* What to produce *
According to the article on Zika funding, how many days did Congress take to respond to last year's Zika outbreak?

##### Document excerpt

Kate Covington and Jayne O'Donnell
Spending cuts in the Trump administration's proposed budget for 2018 will hit the agencies dedicated to fighting the Zika virus as the season for the mosquito-borne illness is starting and when the demand for higher spending is needed, city and county health officials say.
Members of the National Association of County and City Health Officials (NACCHO) and the March of Dimes are lobbying Congress for more funding that covers a longer period of time to combat Zika, but say they are trying to develop a bigger coalition to make their case.
"We cannot wait until there’s a fire to want to go out and buy a fire a truck,” says Oscar Alleyne, NACCHO’s senior adviser for public health programs.
President Trump's budget proposed huge cuts to the agencies dedicated to — and most effective at — fighting Zika at the Centers for Disease Control and Prevention and other public health services, said NACCHO President Claude Jacob.
Public health officials have been down this road before. Congress took 233 days to respond to the Zika outbreak last year, but a portion of the $1.1 billion lawmakers appropriated went to local health departments "to fund their work on the front lines of the outbreak," says Chrissie Juliano, director of NACCHO's Big Cities Health Coalition.
Health departments shifted around "scarce dollars" last summer and provided education on how to protect against Zika and targeted expectant parents and those who traveled to infected regions of other countries, she added.
"We are working hard this year to ensure this sort of long delay in the federal response to a rapidly spreading disease outbreak does not occur again," says Juliano.
A hiring freeze at the Department of Health and Human Services poses a threat along with the $838 million that will be cut from the National Institute of Allergy and Infectious Diseases, the organization that oversees vaccine development, Kaiser Health News reported recently.
CDC says about 5,300 cases of Zika have been reported in the United States as of May 31, with 224 acquired from local mosquitoes and 5,206 in people who traveled to affected areas. Over 36,000 cases have been reported in U.S territories, CDC statistics show.

##########
##### Data

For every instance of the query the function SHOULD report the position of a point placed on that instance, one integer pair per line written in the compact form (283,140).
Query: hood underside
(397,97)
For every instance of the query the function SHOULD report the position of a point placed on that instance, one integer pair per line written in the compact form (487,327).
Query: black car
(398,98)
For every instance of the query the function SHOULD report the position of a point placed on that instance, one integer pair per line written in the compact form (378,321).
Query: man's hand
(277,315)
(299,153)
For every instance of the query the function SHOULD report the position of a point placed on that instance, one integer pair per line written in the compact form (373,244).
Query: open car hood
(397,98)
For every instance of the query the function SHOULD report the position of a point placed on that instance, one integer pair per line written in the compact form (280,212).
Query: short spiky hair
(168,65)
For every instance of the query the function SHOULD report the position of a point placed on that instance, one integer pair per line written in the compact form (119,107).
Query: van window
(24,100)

##########

* Exercise result *
233 days.